** start Provided records **
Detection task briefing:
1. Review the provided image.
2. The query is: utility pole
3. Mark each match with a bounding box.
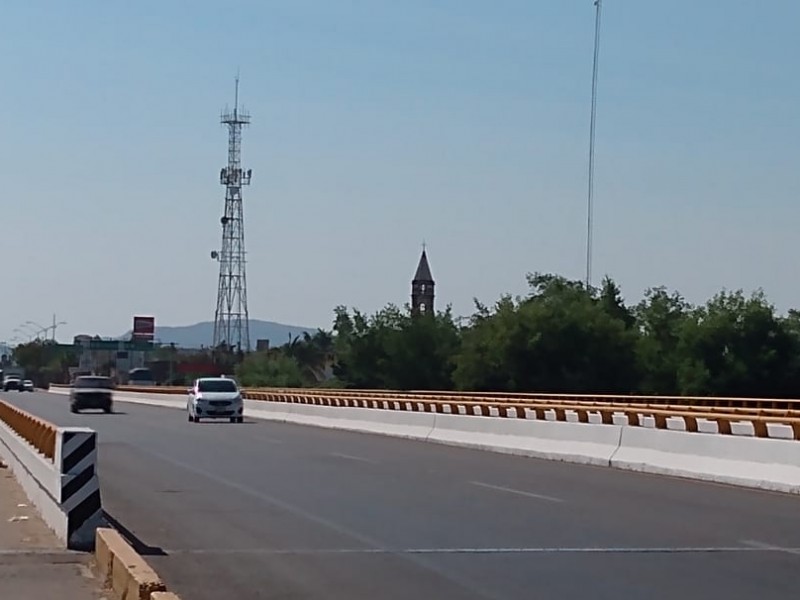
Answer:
[586,0,603,290]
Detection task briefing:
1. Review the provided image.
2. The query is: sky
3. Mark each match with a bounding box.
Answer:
[0,0,800,341]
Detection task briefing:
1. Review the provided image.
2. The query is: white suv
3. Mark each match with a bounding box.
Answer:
[186,377,244,423]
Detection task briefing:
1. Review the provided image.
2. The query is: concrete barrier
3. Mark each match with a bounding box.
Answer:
[0,404,103,550]
[427,414,622,466]
[609,427,800,494]
[53,392,800,494]
[95,528,167,600]
[245,400,436,440]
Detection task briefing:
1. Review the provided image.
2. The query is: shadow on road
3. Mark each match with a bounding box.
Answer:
[103,511,168,556]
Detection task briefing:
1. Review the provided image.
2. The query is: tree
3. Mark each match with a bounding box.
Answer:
[678,291,799,397]
[236,350,305,388]
[455,274,637,392]
[633,287,693,395]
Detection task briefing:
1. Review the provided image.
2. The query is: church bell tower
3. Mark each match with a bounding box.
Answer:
[411,245,436,315]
** end Provided records **
Print every row above word for word, leaving the picture out of your answer.

Detection task briefing:
1. Review the provided image.
2. The query is: utility pole
3. Mark each match with a bounding box.
Answer:
[586,0,603,290]
Detection task briefing:
1. Review the provided image.
2. The query is: sky
3. Mark each match with a bounding box.
Answer:
[0,0,800,341]
Detection task briefing:
1. Review the provided image.
2. The query is: white suv
3. Mark each match with a bounding box.
Answer:
[186,377,244,423]
Detection task briefing:
1. Review the provided image.
2. The query is: concrete barrier
3. Mark each match with a bounding box.
Answer:
[0,404,103,550]
[427,414,622,466]
[609,427,800,494]
[53,392,800,494]
[95,528,167,600]
[245,400,436,440]
Detection task briefing:
1. Review the provided image.
2. The query is: shadow on road
3. Mark each match with a bounding box.
Answer:
[103,511,168,556]
Detection task briefing:
1. Review the provided image.
2. The query is: tree
3. Mark each match with a bounding box.
Answer:
[678,291,799,397]
[236,350,305,388]
[455,274,637,392]
[633,287,693,395]
Detection task briefing:
1. Review the provided image.
2. The query is: church bell tower
3. Mark each match with a bounding box.
Answer:
[411,245,436,315]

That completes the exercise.